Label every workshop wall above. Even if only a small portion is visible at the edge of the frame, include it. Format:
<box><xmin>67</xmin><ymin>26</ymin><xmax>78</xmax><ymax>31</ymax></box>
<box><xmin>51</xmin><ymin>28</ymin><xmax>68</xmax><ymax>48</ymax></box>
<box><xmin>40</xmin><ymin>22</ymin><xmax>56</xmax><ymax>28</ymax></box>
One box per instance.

= = = =

Required task:
Rewrite the records with "workshop wall" replaced by "storage shelf", leaving everything else unchanged.

Response to the task:
Label every storage shelf above. Even if only a small portion is visible at the edge of the frame, include it. Format:
<box><xmin>67</xmin><ymin>26</ymin><xmax>78</xmax><ymax>31</ymax></box>
<box><xmin>51</xmin><ymin>28</ymin><xmax>68</xmax><ymax>48</ymax></box>
<box><xmin>40</xmin><ymin>22</ymin><xmax>56</xmax><ymax>28</ymax></box>
One box per instance.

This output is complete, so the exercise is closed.